<<<<
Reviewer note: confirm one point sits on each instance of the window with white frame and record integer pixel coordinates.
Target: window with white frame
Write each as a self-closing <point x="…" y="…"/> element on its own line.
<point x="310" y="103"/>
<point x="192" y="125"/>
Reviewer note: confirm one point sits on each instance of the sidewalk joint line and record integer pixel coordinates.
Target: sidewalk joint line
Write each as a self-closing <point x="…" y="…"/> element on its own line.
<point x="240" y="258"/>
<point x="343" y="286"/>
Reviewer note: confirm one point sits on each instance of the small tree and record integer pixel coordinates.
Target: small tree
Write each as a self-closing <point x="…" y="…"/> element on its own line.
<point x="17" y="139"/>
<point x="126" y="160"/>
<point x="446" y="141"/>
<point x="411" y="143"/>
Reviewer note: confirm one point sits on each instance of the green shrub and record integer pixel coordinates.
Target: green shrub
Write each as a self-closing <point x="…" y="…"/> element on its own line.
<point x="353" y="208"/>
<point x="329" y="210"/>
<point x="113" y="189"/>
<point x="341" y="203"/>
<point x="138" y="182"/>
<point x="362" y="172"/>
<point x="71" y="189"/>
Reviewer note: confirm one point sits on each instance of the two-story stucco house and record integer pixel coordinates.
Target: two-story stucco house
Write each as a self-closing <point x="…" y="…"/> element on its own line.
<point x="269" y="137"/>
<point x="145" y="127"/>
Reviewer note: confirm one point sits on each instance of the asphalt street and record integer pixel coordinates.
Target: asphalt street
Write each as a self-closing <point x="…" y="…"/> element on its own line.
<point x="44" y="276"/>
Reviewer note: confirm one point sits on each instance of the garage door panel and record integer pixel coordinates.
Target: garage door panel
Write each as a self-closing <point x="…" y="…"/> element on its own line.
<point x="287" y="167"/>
>>>>
• [Set problem]
Please recast all of the records above as a Markdown table with two columns, Index and Entry, putting a row number under Index and each line under Entry, and leaving out blank lines.

• [Solution to this task]
| Index | Entry |
|---|---|
| 1 | Reviewer note: confirm one point sits on each instance of the window with white frame and record integer pixel coordinates. |
| 2 | Target: window with white frame |
| 3 | Write each as a self-closing <point x="…" y="…"/> element on its own line. |
| 4 | <point x="310" y="103"/> |
| 5 | <point x="192" y="125"/> |
| 6 | Reviewer note: confirm one point sits on each instance of the sidewalk joint line and record integer pixel coordinates. |
| 7 | Target: sidewalk joint line |
| 8 | Write each as a self-closing <point x="…" y="…"/> element on its own line. |
| 9 | <point x="240" y="258"/> |
| 10 | <point x="343" y="286"/> |
| 11 | Reviewer note: confirm one point sits on each instance of the small tree and record integer pixel coordinates. |
| 12 | Target: small tree |
| 13 | Write each as a self-closing <point x="…" y="…"/> element on its own line. |
| 14 | <point x="17" y="139"/> |
| 15 | <point x="126" y="160"/> |
| 16 | <point x="446" y="141"/> |
| 17 | <point x="411" y="143"/> |
| 18 | Reviewer note: confirm one point sits on each instance of the green shrub and record integer pixel coordinates. |
| 19 | Target: green shrub |
| 20 | Write each as a self-closing <point x="…" y="…"/> element on its own line. |
| 21 | <point x="353" y="208"/> |
| 22 | <point x="329" y="210"/> |
| 23 | <point x="113" y="189"/> |
| 24 | <point x="341" y="203"/> |
| 25 | <point x="138" y="182"/> |
| 26 | <point x="362" y="172"/> |
| 27 | <point x="71" y="189"/> |
| 28 | Reviewer note: confirm one point sits on each instance of the two-story stucco house and record integer pixel coordinates. |
| 29 | Target: two-story stucco house |
| 30 | Write each as a self-closing <point x="…" y="…"/> element on its own line. |
| 31 | <point x="269" y="137"/> |
| 32 | <point x="145" y="127"/> |
| 33 | Reviewer note: confirm one point sits on each instance of the asphalt street and record integer pixel coordinates. |
| 34 | Target: asphalt street |
| 35 | Write each as a self-closing <point x="…" y="…"/> element on its own line. |
| 36 | <point x="44" y="276"/> |
| 37 | Reviewer note: confirm one point sits on each instance of the garage door panel and record integer pixel coordinates. |
| 38 | Target: garage door panel |
| 39 | Write each as a self-closing <point x="…" y="…"/> element on its own line. |
| 40 | <point x="287" y="167"/> |